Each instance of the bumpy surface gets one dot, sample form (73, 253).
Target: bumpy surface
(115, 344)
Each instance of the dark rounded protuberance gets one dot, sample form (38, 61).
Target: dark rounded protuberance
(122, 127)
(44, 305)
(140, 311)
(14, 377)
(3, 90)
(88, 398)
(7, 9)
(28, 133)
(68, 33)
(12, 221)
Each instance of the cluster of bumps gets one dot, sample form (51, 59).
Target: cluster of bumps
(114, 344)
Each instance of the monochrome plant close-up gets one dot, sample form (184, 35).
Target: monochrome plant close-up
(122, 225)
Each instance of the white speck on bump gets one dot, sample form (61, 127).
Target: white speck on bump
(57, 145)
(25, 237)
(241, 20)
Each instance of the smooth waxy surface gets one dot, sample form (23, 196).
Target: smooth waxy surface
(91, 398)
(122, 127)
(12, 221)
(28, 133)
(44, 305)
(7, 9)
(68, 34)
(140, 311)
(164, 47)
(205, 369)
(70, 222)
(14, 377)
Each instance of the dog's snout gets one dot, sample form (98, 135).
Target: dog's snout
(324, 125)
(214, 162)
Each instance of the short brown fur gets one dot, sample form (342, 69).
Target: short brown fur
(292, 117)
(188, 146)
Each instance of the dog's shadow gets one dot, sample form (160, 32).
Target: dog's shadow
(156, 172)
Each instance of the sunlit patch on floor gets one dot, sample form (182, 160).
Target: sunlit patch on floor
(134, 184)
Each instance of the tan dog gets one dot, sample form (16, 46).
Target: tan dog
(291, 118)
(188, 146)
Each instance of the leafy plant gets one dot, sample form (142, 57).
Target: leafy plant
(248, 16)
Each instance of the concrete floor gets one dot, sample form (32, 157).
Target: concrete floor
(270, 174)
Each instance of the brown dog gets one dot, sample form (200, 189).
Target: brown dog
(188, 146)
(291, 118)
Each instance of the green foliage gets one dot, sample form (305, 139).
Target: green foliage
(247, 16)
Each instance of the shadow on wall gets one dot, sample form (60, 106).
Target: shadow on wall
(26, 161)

------

Copy out every entry, keeping each line exactly as it is.

Each instance of the bumpy surface gets one dot, sample form (73, 253).
Target: bumpy surface
(115, 344)
Each instance of the dark rounded protuberance gets one dot, sample form (38, 61).
Target: dark rounded protuberance
(122, 127)
(44, 305)
(140, 311)
(14, 377)
(3, 90)
(88, 398)
(7, 9)
(28, 133)
(68, 33)
(12, 221)
Each instance of the cluster of bumps gets one dot, sample form (51, 59).
Target: cluster of bumps
(114, 344)
Each instance of the monochrome plant close-up gets one dot, sample form (184, 35).
Target: monochrome plant close-up
(122, 225)
Each instance of the white speck on bump gets one dot, sample form (61, 127).
Target: white speck on bump
(57, 145)
(25, 237)
(241, 20)
Each instance of the smooth waxy surface gets one dot, sample form (23, 196).
Target: smooth waxy surface
(91, 398)
(122, 127)
(12, 221)
(28, 133)
(44, 305)
(7, 9)
(68, 34)
(140, 311)
(164, 47)
(205, 369)
(70, 222)
(14, 377)
Each instance of the dog's snout gets one dot, sample form (98, 135).
Target: dog's snout
(324, 125)
(214, 162)
Each instance of the short brown fur gets one dot, sample form (342, 69).
Target: short brown fur
(292, 117)
(188, 146)
Each instance of the dog's shadow gets one dot, sample form (160, 32).
Target: dog's shadow
(156, 172)
Each instance of the sunlit patch on floor gets one dot, sample form (182, 160).
Target: sunlit patch on floor
(134, 184)
Each instance of the tan dog gets one dot, sample form (16, 46).
Target: tan dog
(291, 118)
(188, 146)
Each instance of the leafy plant gets one dot, sample form (142, 57).
Target: leafy plant
(248, 16)
Each instance of the concrete floor gets one dot, sample form (32, 157).
Target: concrete floor
(270, 174)
Each instance of the brown dog gets one dot, sample form (200, 189).
Target: brown dog
(188, 146)
(291, 118)
Each instance of the green foliage gets one dot, sample form (305, 139).
Target: green foliage
(247, 16)
Each instance of the shadow on wall gets one dot, sample form (60, 106).
Target: shadow on wall
(26, 161)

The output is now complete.